[Region labeling records]
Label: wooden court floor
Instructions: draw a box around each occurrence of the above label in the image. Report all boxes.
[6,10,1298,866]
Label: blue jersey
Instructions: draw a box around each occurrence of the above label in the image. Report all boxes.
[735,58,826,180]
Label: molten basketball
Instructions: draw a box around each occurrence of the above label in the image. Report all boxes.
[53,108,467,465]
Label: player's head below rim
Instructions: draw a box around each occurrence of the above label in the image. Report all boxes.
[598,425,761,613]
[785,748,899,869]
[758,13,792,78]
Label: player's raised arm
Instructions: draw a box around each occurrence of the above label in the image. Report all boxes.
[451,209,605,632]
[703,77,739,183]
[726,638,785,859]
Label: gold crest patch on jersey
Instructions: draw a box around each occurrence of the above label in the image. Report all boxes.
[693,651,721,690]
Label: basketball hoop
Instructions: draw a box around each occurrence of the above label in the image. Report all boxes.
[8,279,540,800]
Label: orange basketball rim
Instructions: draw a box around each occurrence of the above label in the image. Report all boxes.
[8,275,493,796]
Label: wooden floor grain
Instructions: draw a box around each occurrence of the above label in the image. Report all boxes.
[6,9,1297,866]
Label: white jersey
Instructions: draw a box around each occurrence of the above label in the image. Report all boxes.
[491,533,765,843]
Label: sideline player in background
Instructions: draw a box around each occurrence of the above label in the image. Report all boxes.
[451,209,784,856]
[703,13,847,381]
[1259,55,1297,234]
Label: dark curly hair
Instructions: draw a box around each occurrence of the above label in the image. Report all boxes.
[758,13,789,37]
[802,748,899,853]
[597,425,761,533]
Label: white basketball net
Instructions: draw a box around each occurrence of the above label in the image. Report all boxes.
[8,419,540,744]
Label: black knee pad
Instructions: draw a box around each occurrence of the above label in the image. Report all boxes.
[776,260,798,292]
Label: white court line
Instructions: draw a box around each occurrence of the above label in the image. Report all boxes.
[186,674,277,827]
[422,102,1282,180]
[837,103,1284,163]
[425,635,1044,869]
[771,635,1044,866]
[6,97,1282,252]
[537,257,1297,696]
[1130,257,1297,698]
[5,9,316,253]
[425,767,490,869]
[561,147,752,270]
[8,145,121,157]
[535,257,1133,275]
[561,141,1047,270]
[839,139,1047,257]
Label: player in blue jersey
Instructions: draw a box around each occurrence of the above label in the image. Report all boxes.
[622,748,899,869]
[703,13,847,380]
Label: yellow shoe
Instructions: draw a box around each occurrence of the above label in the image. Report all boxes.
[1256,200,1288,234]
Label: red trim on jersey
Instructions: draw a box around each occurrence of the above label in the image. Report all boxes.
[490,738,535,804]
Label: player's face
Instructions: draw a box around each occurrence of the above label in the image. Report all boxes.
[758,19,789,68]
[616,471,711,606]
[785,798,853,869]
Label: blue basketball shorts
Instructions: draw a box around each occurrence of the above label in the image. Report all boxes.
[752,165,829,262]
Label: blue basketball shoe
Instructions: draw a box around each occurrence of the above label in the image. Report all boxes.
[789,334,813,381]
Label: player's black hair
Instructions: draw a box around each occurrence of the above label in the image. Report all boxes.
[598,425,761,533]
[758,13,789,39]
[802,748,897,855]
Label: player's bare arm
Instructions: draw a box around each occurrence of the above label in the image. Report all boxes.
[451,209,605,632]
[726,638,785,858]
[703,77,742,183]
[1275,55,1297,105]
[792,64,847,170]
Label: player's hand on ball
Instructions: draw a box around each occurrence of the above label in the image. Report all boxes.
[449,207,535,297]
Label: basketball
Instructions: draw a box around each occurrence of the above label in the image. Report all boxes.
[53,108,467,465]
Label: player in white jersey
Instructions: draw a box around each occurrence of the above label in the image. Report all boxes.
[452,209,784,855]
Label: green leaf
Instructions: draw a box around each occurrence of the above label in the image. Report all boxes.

- _WHAT IS ASKED_: Format as a numbered list the lines above, beginning with the line containing "Label: wooden floor grain" and continuing through the line containing "[491,533,765,843]", including both, with any blank lines omitted.

- _SOLUTION BELOW_:
1. Label: wooden floor grain
2. Instructions: draw a box around each occurrence of the above label in the image. Report all boxes.
3. [6,9,1297,866]
4. Label: white jersey
5. Instructions: draw a box around each occurrence of the above label in the image. Report all boxes.
6. [491,533,765,843]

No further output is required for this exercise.